*WHAT IS REQUIRED*:
Only the lines of the data below from the one with "Target: truck" through the one with "formatted like (228,220)." are wanted. Repeat them exactly.

((

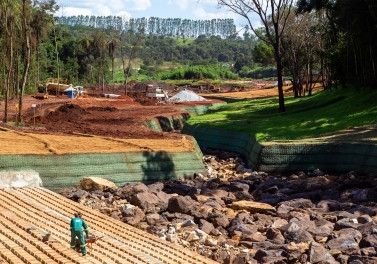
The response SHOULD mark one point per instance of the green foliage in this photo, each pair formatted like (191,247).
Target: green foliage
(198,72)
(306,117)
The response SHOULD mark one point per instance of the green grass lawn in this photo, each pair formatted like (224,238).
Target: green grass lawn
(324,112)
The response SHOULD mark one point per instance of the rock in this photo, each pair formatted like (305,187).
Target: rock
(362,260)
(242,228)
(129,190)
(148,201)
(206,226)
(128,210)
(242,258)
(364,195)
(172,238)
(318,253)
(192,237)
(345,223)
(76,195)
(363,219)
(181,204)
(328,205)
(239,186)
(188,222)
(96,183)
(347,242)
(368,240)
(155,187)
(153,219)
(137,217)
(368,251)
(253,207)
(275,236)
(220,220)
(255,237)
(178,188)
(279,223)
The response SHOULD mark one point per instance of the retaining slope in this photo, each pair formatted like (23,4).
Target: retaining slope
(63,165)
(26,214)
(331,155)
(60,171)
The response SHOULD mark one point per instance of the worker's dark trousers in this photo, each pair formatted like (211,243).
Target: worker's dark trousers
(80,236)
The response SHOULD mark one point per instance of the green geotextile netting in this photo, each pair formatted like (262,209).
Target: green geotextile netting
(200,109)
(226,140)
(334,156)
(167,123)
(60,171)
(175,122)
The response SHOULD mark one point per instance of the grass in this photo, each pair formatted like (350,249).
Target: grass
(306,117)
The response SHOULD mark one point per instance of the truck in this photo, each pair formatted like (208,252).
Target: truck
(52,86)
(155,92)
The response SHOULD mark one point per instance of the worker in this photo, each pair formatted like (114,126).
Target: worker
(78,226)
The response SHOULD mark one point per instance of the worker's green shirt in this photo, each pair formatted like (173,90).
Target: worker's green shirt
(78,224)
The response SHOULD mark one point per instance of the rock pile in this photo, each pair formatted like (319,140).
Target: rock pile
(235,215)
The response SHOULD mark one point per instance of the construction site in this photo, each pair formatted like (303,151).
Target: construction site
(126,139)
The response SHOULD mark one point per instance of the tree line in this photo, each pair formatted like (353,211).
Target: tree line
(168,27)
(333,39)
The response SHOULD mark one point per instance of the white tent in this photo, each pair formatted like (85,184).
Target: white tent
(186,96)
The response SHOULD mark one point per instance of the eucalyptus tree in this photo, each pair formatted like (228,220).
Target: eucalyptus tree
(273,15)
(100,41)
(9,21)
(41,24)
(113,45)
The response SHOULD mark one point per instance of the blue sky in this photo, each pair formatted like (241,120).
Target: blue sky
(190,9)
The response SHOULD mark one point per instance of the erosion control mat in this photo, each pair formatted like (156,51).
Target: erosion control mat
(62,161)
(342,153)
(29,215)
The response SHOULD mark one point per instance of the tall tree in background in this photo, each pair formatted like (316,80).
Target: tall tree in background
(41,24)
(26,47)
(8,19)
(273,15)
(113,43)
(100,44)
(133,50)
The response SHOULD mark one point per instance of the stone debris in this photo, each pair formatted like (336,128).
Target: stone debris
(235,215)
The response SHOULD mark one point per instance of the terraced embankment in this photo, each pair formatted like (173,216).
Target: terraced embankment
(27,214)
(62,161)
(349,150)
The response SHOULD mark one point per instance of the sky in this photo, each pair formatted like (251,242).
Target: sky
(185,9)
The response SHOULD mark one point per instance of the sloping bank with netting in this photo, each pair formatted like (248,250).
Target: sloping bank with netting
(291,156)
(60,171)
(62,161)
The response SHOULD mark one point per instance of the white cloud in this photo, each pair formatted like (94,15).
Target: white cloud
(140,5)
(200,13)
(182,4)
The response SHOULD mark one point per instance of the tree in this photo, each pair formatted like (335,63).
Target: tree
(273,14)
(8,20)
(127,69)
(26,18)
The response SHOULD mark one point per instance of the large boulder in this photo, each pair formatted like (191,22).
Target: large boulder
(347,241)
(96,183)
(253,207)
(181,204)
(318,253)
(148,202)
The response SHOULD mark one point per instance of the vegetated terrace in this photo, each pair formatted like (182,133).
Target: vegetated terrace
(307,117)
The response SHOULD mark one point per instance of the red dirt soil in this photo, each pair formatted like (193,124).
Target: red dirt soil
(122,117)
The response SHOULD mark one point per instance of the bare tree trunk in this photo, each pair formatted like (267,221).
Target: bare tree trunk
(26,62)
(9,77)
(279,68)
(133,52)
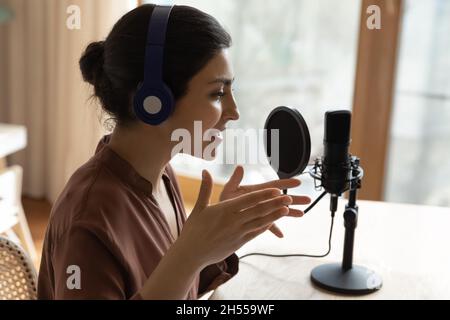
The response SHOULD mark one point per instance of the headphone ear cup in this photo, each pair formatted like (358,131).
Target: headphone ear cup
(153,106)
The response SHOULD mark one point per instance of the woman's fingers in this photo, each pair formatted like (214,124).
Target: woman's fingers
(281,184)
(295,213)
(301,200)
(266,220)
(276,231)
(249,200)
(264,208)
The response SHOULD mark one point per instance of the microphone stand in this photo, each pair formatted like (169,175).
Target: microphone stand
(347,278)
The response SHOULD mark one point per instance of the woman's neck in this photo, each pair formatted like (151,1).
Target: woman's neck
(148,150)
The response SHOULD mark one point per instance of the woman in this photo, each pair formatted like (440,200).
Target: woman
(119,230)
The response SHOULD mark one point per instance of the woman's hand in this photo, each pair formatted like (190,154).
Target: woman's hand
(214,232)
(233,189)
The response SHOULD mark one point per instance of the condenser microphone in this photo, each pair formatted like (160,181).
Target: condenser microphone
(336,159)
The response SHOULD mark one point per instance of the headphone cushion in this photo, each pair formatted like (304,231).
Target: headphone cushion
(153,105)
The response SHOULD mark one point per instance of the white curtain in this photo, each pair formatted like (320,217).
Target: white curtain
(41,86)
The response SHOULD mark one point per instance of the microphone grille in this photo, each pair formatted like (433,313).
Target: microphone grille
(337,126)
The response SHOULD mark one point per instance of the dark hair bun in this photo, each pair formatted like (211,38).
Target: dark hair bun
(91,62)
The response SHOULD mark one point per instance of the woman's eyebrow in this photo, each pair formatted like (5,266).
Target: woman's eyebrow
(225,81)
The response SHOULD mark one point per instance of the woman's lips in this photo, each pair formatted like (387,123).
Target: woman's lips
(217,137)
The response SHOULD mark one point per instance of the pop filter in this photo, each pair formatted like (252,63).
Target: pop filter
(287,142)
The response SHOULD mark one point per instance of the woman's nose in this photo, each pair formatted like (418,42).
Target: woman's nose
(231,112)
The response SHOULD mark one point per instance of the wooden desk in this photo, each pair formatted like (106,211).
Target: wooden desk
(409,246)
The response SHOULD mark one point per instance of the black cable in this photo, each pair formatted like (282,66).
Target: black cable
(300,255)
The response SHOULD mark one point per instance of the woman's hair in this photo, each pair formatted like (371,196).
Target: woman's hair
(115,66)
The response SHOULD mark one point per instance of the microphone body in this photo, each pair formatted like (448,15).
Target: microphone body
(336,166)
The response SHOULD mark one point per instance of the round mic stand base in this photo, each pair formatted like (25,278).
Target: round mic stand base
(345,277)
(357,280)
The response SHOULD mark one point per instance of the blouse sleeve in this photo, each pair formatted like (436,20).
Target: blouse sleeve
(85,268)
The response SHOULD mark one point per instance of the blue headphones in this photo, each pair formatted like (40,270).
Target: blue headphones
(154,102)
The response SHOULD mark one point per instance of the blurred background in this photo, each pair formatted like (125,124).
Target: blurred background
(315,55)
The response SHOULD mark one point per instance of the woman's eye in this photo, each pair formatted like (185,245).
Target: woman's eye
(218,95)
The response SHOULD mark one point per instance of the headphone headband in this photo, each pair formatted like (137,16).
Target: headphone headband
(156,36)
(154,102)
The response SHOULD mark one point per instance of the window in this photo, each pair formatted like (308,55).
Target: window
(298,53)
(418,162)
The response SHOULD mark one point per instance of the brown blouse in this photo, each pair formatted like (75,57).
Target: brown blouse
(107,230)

))
((

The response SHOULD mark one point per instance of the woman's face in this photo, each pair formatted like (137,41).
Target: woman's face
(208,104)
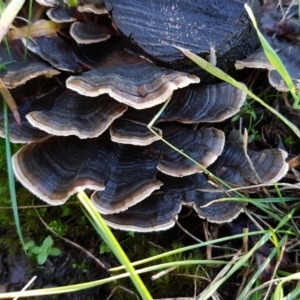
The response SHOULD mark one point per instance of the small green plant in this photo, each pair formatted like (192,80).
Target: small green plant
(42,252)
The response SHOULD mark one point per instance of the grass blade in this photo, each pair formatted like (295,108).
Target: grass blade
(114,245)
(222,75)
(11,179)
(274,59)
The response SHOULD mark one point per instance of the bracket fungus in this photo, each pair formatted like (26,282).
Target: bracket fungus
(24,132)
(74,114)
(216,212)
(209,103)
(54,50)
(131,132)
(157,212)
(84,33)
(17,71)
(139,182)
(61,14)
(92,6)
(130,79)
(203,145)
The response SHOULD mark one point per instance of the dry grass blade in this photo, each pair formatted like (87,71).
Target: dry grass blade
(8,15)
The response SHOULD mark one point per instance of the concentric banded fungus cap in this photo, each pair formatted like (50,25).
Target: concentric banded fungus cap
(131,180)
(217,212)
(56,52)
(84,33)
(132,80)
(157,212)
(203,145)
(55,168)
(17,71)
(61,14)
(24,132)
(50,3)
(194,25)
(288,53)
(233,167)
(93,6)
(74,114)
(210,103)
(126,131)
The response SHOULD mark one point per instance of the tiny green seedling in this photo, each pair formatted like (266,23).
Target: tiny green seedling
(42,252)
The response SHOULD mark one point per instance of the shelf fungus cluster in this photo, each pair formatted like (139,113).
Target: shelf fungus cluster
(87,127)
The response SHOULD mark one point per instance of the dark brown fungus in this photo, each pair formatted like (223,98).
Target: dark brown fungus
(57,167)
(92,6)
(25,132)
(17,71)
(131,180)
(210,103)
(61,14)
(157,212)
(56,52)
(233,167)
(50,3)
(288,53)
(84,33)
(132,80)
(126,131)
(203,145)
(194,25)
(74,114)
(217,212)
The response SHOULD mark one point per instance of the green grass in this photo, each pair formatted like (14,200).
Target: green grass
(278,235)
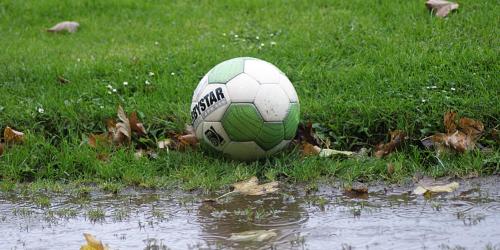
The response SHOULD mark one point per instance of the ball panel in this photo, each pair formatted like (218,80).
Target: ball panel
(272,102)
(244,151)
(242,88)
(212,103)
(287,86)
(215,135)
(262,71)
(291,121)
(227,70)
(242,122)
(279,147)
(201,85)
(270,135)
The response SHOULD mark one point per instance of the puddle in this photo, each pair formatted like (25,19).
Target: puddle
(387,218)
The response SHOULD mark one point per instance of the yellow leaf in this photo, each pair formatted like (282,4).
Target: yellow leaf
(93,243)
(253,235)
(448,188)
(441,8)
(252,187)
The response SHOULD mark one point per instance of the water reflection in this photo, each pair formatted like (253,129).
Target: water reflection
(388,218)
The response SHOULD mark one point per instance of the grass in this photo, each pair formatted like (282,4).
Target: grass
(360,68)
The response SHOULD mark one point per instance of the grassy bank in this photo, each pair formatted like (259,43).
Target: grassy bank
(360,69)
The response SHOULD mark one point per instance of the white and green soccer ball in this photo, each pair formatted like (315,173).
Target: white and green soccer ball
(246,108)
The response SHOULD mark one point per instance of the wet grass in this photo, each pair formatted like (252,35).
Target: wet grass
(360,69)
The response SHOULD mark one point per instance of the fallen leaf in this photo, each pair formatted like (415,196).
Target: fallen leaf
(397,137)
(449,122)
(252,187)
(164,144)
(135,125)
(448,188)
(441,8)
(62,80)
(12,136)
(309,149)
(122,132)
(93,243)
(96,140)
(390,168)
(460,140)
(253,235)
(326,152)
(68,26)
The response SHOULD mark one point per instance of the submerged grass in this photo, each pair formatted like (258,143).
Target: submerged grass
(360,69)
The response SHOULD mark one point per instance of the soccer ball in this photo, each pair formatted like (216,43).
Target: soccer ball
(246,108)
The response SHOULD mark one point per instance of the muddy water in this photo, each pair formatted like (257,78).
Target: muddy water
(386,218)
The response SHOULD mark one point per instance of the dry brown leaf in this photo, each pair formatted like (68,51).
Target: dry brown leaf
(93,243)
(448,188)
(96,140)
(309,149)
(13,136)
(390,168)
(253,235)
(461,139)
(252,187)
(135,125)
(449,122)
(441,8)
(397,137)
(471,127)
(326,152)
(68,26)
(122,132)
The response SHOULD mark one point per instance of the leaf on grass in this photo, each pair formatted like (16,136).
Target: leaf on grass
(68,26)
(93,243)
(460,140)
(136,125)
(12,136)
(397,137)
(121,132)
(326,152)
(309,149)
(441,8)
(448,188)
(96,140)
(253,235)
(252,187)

))

*REPLY*:
Target: truck
(52,86)
(155,92)
The response SHOULD mark one point per instance of the worker in this photo, each pair formatted like (114,126).
Target: worker
(78,226)
The response SHOULD mark one point per instance of the worker's green shirt in this photo, each pair formatted like (173,90).
Target: worker's green shirt
(78,224)
The response SHOULD mark one point per instance of the rock pile in this photo, each pair formatted like (319,140).
Target: rock pile
(235,215)
The response SHOULD mark one point per instance of the construction site in this photo, each pair formatted like (303,151).
Target: construction site
(126,139)
The response SHOULD mark one point per instance of the tree line in this photo, each pair formatted like (353,211).
Target: tree line
(168,27)
(333,39)
The response SHOULD mark one point per instance of the white tent in this photo, each pair formatted like (85,184).
Target: white tent
(186,96)
The response SHOULD mark one point per instance of the eucalyptus tree in this photo, each pair formatted like (228,220).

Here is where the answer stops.